■ INSTRUCTIONS TO FOLLOW
Exact wording is required for every entry; transcribe all of them and leave the images out.

■ RECORDS TO USE
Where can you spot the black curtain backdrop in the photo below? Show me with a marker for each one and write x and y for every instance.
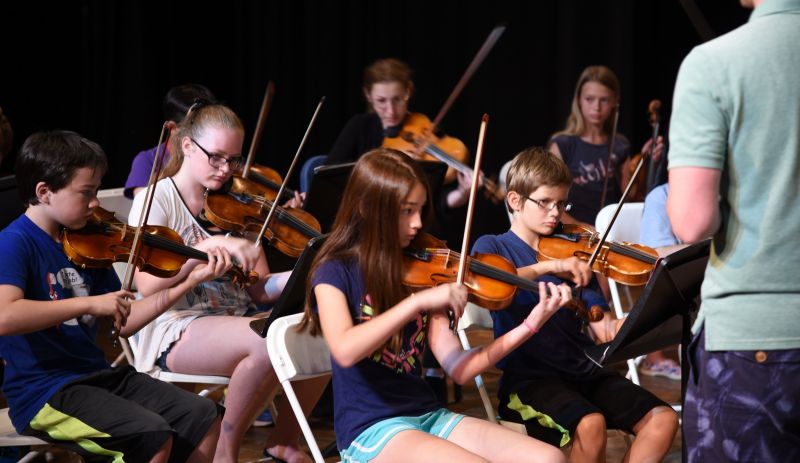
(102, 67)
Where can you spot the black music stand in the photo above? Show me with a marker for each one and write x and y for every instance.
(293, 297)
(662, 315)
(325, 193)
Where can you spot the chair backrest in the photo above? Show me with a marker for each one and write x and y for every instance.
(114, 200)
(476, 317)
(626, 227)
(297, 355)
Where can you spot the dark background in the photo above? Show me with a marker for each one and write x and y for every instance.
(102, 67)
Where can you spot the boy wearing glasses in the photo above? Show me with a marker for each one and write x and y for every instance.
(548, 384)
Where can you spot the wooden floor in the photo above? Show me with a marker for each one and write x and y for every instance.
(470, 405)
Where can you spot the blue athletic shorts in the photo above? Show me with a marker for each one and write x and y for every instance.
(369, 443)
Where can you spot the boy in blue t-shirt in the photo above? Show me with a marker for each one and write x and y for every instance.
(58, 384)
(548, 383)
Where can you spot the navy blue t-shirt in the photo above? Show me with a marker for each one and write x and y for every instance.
(38, 364)
(587, 162)
(383, 386)
(557, 349)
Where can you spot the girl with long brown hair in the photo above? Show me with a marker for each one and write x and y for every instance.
(376, 330)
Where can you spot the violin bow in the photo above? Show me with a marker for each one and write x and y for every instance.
(257, 241)
(462, 265)
(136, 244)
(632, 180)
(487, 46)
(266, 103)
(610, 152)
(655, 122)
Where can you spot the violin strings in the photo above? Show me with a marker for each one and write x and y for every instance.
(285, 216)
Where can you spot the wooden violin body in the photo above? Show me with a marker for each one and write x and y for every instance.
(491, 280)
(105, 240)
(626, 263)
(261, 181)
(236, 211)
(417, 139)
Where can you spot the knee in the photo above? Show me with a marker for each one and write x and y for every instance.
(591, 430)
(663, 421)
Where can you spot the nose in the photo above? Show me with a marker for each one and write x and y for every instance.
(416, 221)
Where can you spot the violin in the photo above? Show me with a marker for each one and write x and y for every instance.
(245, 213)
(105, 240)
(417, 138)
(626, 263)
(491, 280)
(265, 181)
(242, 212)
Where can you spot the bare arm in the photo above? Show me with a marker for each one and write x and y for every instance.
(463, 365)
(350, 343)
(19, 315)
(693, 202)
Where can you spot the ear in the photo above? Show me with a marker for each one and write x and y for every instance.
(42, 193)
(186, 145)
(515, 200)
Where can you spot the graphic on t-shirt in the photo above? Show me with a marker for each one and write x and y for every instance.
(70, 280)
(217, 295)
(412, 347)
(592, 172)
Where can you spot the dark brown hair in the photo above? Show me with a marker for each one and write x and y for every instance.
(366, 229)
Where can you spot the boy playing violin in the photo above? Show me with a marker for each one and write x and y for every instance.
(58, 384)
(548, 384)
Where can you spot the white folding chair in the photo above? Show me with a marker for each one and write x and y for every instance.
(10, 438)
(114, 200)
(296, 356)
(476, 317)
(625, 229)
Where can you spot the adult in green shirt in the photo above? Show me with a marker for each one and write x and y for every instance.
(734, 168)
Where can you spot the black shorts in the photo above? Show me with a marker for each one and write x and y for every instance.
(551, 408)
(121, 415)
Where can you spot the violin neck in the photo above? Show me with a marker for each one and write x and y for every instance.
(287, 192)
(169, 245)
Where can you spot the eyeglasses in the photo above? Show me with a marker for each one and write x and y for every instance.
(217, 160)
(563, 206)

■ EXERCISE RESULT
Where can you spot the black curtain backdrop in the photo below? Show me with a marker for each one and write x and y for every instance.
(102, 67)
Where can you spot the black music stand in the photo above? Show me with a marker for each one and write x and y for every instance.
(293, 297)
(662, 315)
(325, 193)
Where can you spot the chair backrest in the photo above? Show me with a marker for each one and write x and y for every instance.
(114, 200)
(476, 317)
(626, 227)
(297, 355)
Where can you spot the dark background in the photo above? Show me with a marker for each one and write x and y for every instance.
(102, 67)
Where can you spot the boy wearing glasses in the photo above? Show me with a marker for each one and write x and y for every instance.
(548, 384)
Where can you spot the wooden floor in the photo above? Show me with a marker for each one and write x and y for every instance.
(470, 405)
Where can you spot the blue athletic shorts in the photo above? Show me with a marker for each one and write x and y for every instance.
(369, 443)
Where can you spot the boy in blue t-shirt in the photo above? Show me with a marker for each one and write x and y for every instance.
(58, 384)
(548, 383)
Where can you spot the navy blue t-shirt in the photo above? Show me with a marker for each one and write x and y for every instance.
(38, 364)
(587, 162)
(383, 386)
(557, 349)
Where can you spot the girl with long brown hair in the photo above? Show me with a marker for each one and write x and y for every instance.
(376, 330)
Where can you spot the violin bow in the photo above? Show me with a marker for each one and write x and y for every instance.
(257, 241)
(462, 265)
(136, 244)
(632, 180)
(487, 46)
(266, 103)
(610, 152)
(655, 122)
Where can you spot the violin strings in the photo above? Show me with a marker for each one and write x and y for every instance.
(285, 216)
Where can you spot the wooden violin body in the photo above? Show me with a marker for each one and write x and y for every instance.
(491, 280)
(105, 240)
(626, 263)
(261, 181)
(236, 211)
(417, 139)
Where can you spot the knee in the photo above? Show me with a marker for each one and write x and y for every instance.
(591, 430)
(663, 421)
Where can you spot the nose in the photo above? Show me with a marker for each one and write x and y for every instance.
(416, 221)
Where can you spot the violin in the photo above? Show me with a marker for each one and write x and y for every instance.
(245, 213)
(105, 240)
(417, 138)
(626, 263)
(491, 280)
(265, 181)
(242, 212)
Where can you spot the bare arm in the photo above? Show me with a marker for each one and write x and y for every instance.
(463, 365)
(350, 343)
(19, 315)
(693, 202)
Where can you spot the ear in the photo above? Show me with a marker for each one and write x and y for every instance.
(42, 193)
(186, 145)
(515, 200)
Where can you spot the graphic on t-shirt in the photo above? Show me with a marker for each one and write x and y for every instance.
(70, 280)
(217, 295)
(412, 347)
(592, 172)
Where can you spot the dark brown hair in the photo above? Show me with a marker for each one and write x and y for every instance.
(366, 229)
Where can you spot the boy playing violin in the photo above? Show me with a marker for each one and write x and y for every instance.
(58, 384)
(548, 384)
Where can you spot the white folding chair in the photo above? Show me with a marker for each one and write x and y for every instance.
(10, 438)
(114, 200)
(296, 356)
(476, 317)
(625, 229)
Where can you spot the adult in green shirt in the photo above? Show me with a marker for each one and write x and y for every instance.
(734, 168)
Where can you spot the black shorts in the photo above? Show me with a marker for each one and write x and y for every instance.
(551, 408)
(121, 415)
Where can you spot the violin neck in the photo above? Show me with a marker for each one and write x and y for every instance.
(287, 192)
(169, 245)
Where can you spot the eyeglasses in the photo above? Show me with a marker for each one and write x and y for every instance.
(217, 160)
(563, 206)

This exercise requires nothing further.